> _BRIEF_: Please reproduce the listing below with every "security camera still" changed to "CCTV frame", leaving all other text exactly the same.
══════════
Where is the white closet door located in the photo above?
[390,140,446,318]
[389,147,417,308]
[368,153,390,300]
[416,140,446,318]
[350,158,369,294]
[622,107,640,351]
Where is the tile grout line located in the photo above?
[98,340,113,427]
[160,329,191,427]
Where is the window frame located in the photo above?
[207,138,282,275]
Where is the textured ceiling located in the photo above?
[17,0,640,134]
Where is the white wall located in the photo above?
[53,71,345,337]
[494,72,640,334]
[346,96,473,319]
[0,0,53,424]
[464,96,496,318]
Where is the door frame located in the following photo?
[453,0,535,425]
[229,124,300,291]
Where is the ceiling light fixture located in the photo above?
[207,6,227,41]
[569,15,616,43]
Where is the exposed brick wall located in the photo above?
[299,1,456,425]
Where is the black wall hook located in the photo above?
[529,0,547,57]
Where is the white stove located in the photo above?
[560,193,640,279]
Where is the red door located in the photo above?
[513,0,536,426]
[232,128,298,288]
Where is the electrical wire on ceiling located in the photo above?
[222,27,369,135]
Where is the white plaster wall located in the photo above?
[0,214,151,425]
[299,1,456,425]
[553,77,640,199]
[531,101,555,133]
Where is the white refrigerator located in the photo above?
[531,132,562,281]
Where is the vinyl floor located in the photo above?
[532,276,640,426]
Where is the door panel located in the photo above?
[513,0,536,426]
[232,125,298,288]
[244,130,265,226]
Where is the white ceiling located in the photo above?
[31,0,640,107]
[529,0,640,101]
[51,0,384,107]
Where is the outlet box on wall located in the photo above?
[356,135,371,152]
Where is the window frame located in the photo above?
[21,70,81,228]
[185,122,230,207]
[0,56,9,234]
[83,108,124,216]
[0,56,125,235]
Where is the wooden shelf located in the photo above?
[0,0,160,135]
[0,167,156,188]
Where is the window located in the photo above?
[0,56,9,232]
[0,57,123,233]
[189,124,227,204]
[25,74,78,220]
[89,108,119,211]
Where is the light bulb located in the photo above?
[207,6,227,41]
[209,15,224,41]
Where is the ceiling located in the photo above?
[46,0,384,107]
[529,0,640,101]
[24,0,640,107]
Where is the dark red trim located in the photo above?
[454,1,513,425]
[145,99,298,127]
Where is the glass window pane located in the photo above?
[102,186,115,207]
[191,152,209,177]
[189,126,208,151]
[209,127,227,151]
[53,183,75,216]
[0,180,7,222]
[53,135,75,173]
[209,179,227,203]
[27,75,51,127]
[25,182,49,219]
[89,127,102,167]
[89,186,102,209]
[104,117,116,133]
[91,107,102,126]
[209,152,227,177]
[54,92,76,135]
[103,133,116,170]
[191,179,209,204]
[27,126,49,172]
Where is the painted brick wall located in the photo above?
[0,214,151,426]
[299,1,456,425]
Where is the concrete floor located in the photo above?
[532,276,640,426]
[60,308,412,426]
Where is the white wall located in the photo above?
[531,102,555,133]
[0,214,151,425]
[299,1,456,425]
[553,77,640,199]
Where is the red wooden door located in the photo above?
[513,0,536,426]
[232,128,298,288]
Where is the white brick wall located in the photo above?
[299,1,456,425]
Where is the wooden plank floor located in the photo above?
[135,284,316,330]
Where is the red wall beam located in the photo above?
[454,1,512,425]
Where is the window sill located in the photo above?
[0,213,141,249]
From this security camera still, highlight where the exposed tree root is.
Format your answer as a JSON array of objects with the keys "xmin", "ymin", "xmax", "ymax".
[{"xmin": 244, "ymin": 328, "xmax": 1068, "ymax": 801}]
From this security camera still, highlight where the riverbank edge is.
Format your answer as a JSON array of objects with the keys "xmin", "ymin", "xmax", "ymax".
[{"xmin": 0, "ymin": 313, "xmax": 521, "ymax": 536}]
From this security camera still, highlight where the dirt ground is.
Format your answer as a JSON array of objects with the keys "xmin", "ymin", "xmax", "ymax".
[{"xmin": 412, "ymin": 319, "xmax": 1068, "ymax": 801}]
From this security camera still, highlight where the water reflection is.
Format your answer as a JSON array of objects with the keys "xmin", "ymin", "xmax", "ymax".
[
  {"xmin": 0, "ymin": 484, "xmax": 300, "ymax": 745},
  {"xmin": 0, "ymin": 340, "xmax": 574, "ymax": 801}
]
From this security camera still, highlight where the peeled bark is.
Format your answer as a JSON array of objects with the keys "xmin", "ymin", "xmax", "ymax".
══════════
> _RESULT OF THIS EXERCISE_:
Where is the white closet door located in the photo above?
[390,140,446,318]
[389,147,417,308]
[368,153,390,300]
[416,140,446,318]
[350,158,369,294]
[622,107,640,351]
Where is the tile grout line located in the photo above?
[98,340,113,427]
[160,329,191,427]
Where is the window frame located in the photo above?
[207,138,282,275]
Where is the textured ceiling located in the photo above?
[17,0,640,134]
Where is the white wall located in the photo above?
[53,71,345,337]
[494,72,640,334]
[346,96,473,319]
[0,0,53,424]
[464,96,496,318]
Where is the door frame located in the following photo?
[453,0,535,425]
[229,124,300,291]
Where is the ceiling light fixture located in the photo above?
[207,6,227,41]
[569,15,616,43]
Where is the exposed brick wall located in the photo above?
[299,1,456,425]
Where is the black wall hook located in the photo above?
[529,0,547,57]
Where is the white stove located in the photo above?
[560,193,640,279]
Where is the red door located in the photo above?
[513,0,536,426]
[232,128,298,288]
Where is the electrical wire on ceiling located in the photo above?
[222,27,369,135]
Where is the white plaster wall located in the photo above?
[0,214,151,425]
[299,1,456,425]
[553,77,640,199]
[531,101,555,133]
Where is the white refrigerator located in the photo above?
[531,132,562,281]
Where is the vinyl floor located in the photo above?
[532,276,640,426]
Where is the door panel located in the photo above?
[513,0,536,426]
[232,125,298,288]
[244,130,265,226]
Where is the white ceiling located in the photo above?
[31,0,640,107]
[529,0,640,101]
[51,0,384,107]
Where is the outlet box on wall located in the photo above?
[356,135,371,152]
Where is the window frame located in the photo above?
[21,70,81,228]
[185,122,230,207]
[0,56,9,234]
[83,108,124,216]
[0,56,125,235]
Where is the wooden shelf located in the photo above?
[0,0,160,135]
[0,167,156,188]
Where is the window located in the photo above?
[0,56,9,232]
[0,57,123,233]
[189,124,227,204]
[25,74,78,220]
[89,108,119,211]
Where is the light bulb located in the photo above?
[207,6,227,41]
[209,15,224,41]
Where is the ceiling located in the photo above?
[46,0,384,107]
[529,0,640,101]
[24,0,640,107]
Where is the dark red trim located in the photo above?
[454,1,513,425]
[145,99,298,127]
Where is the glass window pane located in the photo above?
[102,186,115,207]
[191,152,209,177]
[189,126,208,151]
[209,127,227,151]
[53,183,75,216]
[0,180,7,222]
[53,135,75,173]
[209,179,227,203]
[27,75,51,127]
[25,182,49,219]
[89,127,102,167]
[89,186,102,209]
[104,117,116,133]
[91,107,102,126]
[209,152,227,177]
[54,92,76,135]
[103,133,116,170]
[191,179,209,204]
[27,126,49,172]
Where is the painted brick wall located in the photo above?
[0,214,151,426]
[299,1,456,425]
Where is the concrete floor located in the photo above?
[532,276,640,426]
[60,308,412,426]
Where is the white wall located in the photo above?
[531,102,555,133]
[0,214,151,425]
[299,1,456,425]
[553,77,640,199]
Where is the red wooden door located in the photo above?
[513,0,536,426]
[232,128,298,288]
Where is the white brick wall located in the photo above?
[299,1,456,425]
Where is the wooden plank floor located in the photo above?
[135,284,316,330]
Where is the red wall beam located in the photo above?
[454,1,512,425]
Where is the window sill located in the photo above?
[0,213,141,249]
From this CCTV frame, highlight where the exposed tree root is.
Format your answer as a JSON array of objects with the keys "xmin", "ymin", "xmax", "ymax".
[{"xmin": 244, "ymin": 328, "xmax": 1068, "ymax": 801}]
From this CCTV frame, highlight where the riverbank edge is.
Format your answer as a JSON array of objects with the keys "xmin", "ymin", "xmax", "ymax".
[{"xmin": 0, "ymin": 313, "xmax": 521, "ymax": 536}]
From this CCTV frame, highlight where the dirt ground is.
Format your answer as a JSON array of objects with the keys "xmin", "ymin", "xmax", "ymax".
[{"xmin": 412, "ymin": 319, "xmax": 1068, "ymax": 801}]
From this CCTV frame, highlight where the water reflection is.
Format your answer as a JSON array of objects with the keys "xmin", "ymin", "xmax", "ymax".
[
  {"xmin": 0, "ymin": 484, "xmax": 300, "ymax": 745},
  {"xmin": 0, "ymin": 340, "xmax": 574, "ymax": 801}
]
From this CCTV frame, highlight where the peeled bark is.
Format your answer as a JSON array of objects with the keys "xmin", "ymin", "xmax", "ymax".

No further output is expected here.